3.6.3.1. Example usage

../_images/mycobacterium_tuberculosis_Yyz.png

Fig. 3.7 A view of the PQI website for the RGTB423 strain of Myobacterium Tuberculosis. This time the genome has a poor overall score (3.0) according to PQI.

A typical use case for PQI would be to check the metrics of a genome before including it in analysis. Comparing Fig. 3.7 (showing the PQI website for the lower-scoring proteome) to the earlier example in Fig. 3.6, we can see that the RGTB423 strain scores considerably worse in all of the metrics associated with proteins or protein domains. For example, the average sequence length is considerably shorter in RGTB423 than in Haarlem, which makes it very unusual for the clade, meaning that the genome gets only 1.9 stars for this metric. This is indicative of the fact that the proteins in the sequenced RGTB423 strain are incomplete.

3.6.5. Limitations

There are some limitations of PQI and its metrics:

  1. The clade-based metrics downscore unusual genomes. This backfires for unusually good genomes. Model organisms such as Homo Sapiens can get a low score in clade-based metrics for the wrong reasons; they are of unusually high quality compared to those in it’s clade. Clade-based scoring also creates irregularities in scoring for clades containing outlying species: the more diverse a clade, the worse every genome’s score within it. PQI website’s comment and user-rating features can be used to alert its users to these cases, but this remains a major limitation.

  2. PQI’s intended audience were users of protemes/genomes, rather than creators thereof. It does therefore not release the code for others to calculate these metrics on their work-in-progress genomes/proteomes, unlike BUSCO. This may have limited PQI’s ability to positively influence proteome quality.

:: Work item A ::
In the PQI passage, how many stars does the RGTB423 genome get for average sequence length?
:: Work item B ::
Update the PQI passage between "1. The clade-based" and "a major limitation.", inclusive, replacing "backfires" with "fails".
:: Work item C ::
Write what comes next in the PQI passage, picking up after its last sentence.

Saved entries
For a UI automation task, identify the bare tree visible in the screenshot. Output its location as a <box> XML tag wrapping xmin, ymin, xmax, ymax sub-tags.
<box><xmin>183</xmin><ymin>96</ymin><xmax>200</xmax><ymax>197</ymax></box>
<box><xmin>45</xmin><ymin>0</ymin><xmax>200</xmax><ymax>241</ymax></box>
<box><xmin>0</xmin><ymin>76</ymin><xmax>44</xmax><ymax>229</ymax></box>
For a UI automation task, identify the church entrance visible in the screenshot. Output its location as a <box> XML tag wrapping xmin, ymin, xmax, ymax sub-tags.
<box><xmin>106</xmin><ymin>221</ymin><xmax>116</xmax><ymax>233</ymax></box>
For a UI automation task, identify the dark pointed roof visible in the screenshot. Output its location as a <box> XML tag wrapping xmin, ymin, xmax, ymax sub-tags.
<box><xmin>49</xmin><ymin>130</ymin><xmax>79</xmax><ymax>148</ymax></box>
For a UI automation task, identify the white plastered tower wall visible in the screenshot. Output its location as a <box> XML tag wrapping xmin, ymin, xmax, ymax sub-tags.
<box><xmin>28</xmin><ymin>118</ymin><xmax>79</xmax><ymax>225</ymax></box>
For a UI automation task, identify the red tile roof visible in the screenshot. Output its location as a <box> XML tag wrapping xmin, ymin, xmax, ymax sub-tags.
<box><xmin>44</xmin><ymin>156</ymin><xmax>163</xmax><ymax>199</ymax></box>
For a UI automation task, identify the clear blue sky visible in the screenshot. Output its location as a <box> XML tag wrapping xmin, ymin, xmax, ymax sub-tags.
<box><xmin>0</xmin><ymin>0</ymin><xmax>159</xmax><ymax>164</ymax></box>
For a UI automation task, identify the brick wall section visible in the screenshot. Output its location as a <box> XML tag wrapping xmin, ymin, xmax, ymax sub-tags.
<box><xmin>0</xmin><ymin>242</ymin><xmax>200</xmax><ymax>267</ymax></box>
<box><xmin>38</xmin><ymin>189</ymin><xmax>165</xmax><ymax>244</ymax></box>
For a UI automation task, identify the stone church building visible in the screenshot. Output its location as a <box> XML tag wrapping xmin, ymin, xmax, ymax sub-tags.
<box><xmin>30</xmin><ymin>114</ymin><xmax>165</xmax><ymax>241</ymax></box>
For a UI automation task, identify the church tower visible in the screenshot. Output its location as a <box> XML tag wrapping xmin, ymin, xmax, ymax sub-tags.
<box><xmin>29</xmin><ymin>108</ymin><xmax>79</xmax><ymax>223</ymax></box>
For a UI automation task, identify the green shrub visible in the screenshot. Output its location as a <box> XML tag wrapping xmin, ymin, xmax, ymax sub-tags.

:: Written response A ::
1.9 stars

:: Written response B ::
1. The clade-based metrics downscore unusual genomes. This fails for unusually good genomes. Model organisms such as Homo Sapiens can get a low score in clade-based metrics for the wrong reasons; they are of unusually high quality compared to those in it’s clade. Clade-based scoring also creates irregularities in scoring for clades containing outlying species: the more diverse a clade, the worse every genome’s score within it. PQI website’s comment and user-rating features can be used to alert its users to these cases, but this remains a major limitation.

:: Written response C ::
3.6.6. Potential improvements

3.6.6.1. Change weighting of star-rating

In order to address limitation (1), one option would be to downgrade the importance of clade-based metrics in star ratings. This could be done for all genomes, for model organisms specifically, or preferentially the more they have been sequenced and assembled. In the latter case, the Assembly database[154] could be used as a source of this information.

3.6.6.2. Changes to metrics

PQI was created with the potential to add further quality metrics by other researchers, and remains open to adding these. Here, I give three examples of metrics which would improve PQI. This list is by no means exhaustive. There could be far more additional measures to audit different types of problems in genome sequencing, for example GC content, amino acid bias, or contamination from other genomes.

Inclusion of BUSCO Although the DOGMA metric was added and it is based on BUSCO[151], it might be sensible to add BUSCO, since it has become very popular (thousands of citations), and any proteome/genome quality index would arguably be seen as incomplete without it. The continued inclusion of the CEG Domain Combination Homology metric may also be questioned since CEGMA is no longer being updated (nor is the KEG database upon which it is based). However, BUSCO and CEGMA may be complementary since BUSCO has a weaker requirement for inclusion in the set of proteins, which means that it has more proteins.

Number of assemblies In addition to using the assembly information to choose the importance of clade-based metrics, the number of assemblies for a species and number of versions of an assembly might form a metric of how well-studied an organism is, which may be useful to users.

Technology-based Some “third-generation” sequencing technologies can create much longer read lengths, but potentially lower accuracies. A third category of metrics “technology-based” metrics could exist for proteomes where the metric is only really comparable within similar types of technologies. If technology-based metrics were implemented, it may also be sensible to have some metrics which only exist for specific technologies. For example, for nanopore sequencing, we could implement an indel-based quality metric[156]. Including sequencing-technology-specific metrics may encourage contributions from other researchers who specialise in particular technologies. Sequencing technology is also available in the NCBI Assembly database[154].